>> Begin GIVEN ENTRIES

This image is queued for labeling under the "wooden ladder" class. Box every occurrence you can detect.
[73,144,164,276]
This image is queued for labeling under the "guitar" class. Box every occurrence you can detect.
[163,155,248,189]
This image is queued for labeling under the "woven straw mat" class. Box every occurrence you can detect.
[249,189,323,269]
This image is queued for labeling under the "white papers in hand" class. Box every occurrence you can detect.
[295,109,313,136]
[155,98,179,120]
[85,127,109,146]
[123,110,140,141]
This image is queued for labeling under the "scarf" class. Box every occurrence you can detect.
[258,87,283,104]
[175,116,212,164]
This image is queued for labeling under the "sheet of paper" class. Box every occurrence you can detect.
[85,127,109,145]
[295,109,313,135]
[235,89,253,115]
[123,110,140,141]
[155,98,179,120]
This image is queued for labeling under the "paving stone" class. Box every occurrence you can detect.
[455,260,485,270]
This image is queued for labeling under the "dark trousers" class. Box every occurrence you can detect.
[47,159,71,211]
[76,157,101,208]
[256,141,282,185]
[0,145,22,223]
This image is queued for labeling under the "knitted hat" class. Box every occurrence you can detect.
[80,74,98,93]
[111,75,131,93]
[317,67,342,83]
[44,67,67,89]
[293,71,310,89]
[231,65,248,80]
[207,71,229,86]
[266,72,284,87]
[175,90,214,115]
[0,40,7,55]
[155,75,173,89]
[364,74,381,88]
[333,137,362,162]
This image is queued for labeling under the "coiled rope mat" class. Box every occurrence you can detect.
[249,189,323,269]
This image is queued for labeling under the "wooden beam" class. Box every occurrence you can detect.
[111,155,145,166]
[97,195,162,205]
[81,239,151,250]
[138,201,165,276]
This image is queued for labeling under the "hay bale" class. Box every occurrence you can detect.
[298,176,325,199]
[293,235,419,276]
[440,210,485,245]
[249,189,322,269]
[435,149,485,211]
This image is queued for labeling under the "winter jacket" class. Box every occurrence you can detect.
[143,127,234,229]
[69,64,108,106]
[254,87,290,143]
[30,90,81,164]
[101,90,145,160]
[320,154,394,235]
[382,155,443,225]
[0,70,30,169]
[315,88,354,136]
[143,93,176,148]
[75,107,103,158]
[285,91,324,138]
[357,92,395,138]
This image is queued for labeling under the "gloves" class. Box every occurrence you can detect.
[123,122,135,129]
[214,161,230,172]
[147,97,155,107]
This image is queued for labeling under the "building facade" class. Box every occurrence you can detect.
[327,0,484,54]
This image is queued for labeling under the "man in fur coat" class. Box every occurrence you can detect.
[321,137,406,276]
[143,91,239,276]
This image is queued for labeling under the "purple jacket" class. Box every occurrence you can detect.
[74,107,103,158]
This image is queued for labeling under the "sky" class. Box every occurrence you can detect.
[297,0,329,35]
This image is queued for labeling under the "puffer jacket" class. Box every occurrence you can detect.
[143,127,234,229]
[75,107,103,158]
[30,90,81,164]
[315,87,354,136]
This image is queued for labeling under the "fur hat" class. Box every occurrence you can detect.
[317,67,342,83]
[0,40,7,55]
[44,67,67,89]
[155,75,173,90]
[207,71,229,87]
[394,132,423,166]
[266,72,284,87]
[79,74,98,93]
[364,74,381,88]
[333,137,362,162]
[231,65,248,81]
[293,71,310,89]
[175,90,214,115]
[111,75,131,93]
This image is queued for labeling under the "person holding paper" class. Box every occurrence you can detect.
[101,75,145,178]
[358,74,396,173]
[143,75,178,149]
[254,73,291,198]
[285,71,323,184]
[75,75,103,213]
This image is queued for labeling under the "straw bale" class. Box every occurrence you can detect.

>> End GIVEN ENTRIES

[STATED GOAL]: Duplicate every line of the data above verbatim, from the first line to the last.

[RESPONSE]:
This image is queued for labeling under the "wooden ladder" class. Box every occurrence you can detect.
[73,144,164,276]
This image is queued for labeling under the "guitar" class. Box every occurrence you can detect.
[163,155,248,189]
This image is queued for labeling under the "woven straw mat" class. Box every occurrence you can detect.
[249,189,323,269]
This image is queued for labeling under the "white papers in hand" class. Box every occurrence you can detect.
[295,109,313,136]
[155,98,179,120]
[85,127,109,146]
[123,110,140,141]
This image is queued for labeling under the "scarf" class. Box every occurrence you can detect.
[258,87,283,104]
[175,116,212,164]
This image is queued for labeling under the "sheet of paper" class. Box every occurrence you can detect.
[85,127,109,145]
[295,109,313,135]
[235,89,253,115]
[123,110,140,141]
[155,98,179,120]
This image is queued for labeling under the "paving stone" class. Box every occurrence you can detect.
[455,260,485,270]
This image is queued for labeling under the "dark trousers" class. Box every occurrence you can detect.
[47,159,71,211]
[76,157,101,208]
[256,141,282,185]
[0,145,22,223]
This image is queued for labeling under the "knitted hat" class. Box every occurrence you can detect.
[80,74,98,93]
[111,75,131,93]
[317,67,342,83]
[44,67,67,89]
[293,71,310,89]
[231,65,248,80]
[207,71,229,86]
[266,72,284,87]
[175,90,214,115]
[0,40,7,55]
[155,75,173,89]
[364,74,381,88]
[333,137,362,162]
This image is queued for labeling under the "coiled rope mat" class. Box every occurrence you can detect.
[249,189,323,269]
This image is queued for labeling under the "wooden beam" class. Box every occurrence you can detect.
[111,155,145,166]
[97,195,162,205]
[81,239,151,250]
[138,201,165,276]
This image is queued for labeling under the "hay bale" class. Box every occurrence you can detect.
[298,176,325,199]
[293,235,419,276]
[440,210,485,245]
[249,189,322,269]
[435,149,485,211]
This image is queued for labeling under the "winter jacket" class. Box every occurrence you can detect.
[143,127,234,229]
[69,64,108,106]
[254,87,290,143]
[30,90,81,164]
[101,90,145,160]
[320,154,394,235]
[382,155,443,225]
[0,70,30,169]
[315,88,354,136]
[143,93,176,148]
[75,107,103,158]
[285,91,324,138]
[357,92,395,138]
This image is queued for labeling under the "gloves" class. Box every occurrence you can detect.
[123,122,135,129]
[214,161,230,172]
[147,97,155,107]
This image is queued for labeling under the "building facade" class. Box every occurrence you can detect.
[327,0,484,54]
This image is queued for labeling under the "man in fur coat" class. Box every occurrence you can detect.
[321,137,406,276]
[143,91,239,276]
This image is queued for labeling under the "purple jacket" class. Box every occurrence you can detect.
[74,107,103,158]
This image is queued for labeling under the "sky" class. Box every occurrence you can detect.
[297,0,329,35]
This image is queued for labeling under the "puffer jacket" class. Box every occurrence you can detect.
[143,127,234,229]
[75,107,103,158]
[30,90,81,164]
[315,87,354,136]
This image is queued for labeling under the "fur hat" class. Box every occurrence you can detect.
[317,67,342,83]
[0,40,7,55]
[44,67,67,89]
[155,75,173,90]
[207,71,229,87]
[394,132,423,166]
[266,72,284,87]
[79,74,98,93]
[364,74,381,88]
[333,137,362,162]
[231,65,248,81]
[293,71,310,89]
[175,90,214,115]
[111,75,131,93]
This image is queued for labeling under the "person holding paper" class. Box every occurrence you can detect.
[101,75,145,178]
[358,74,396,173]
[143,75,178,149]
[254,73,291,198]
[285,71,323,184]
[75,75,103,213]
This image is queued for labeling under the "straw bale" class. Box every occurrence you can detect.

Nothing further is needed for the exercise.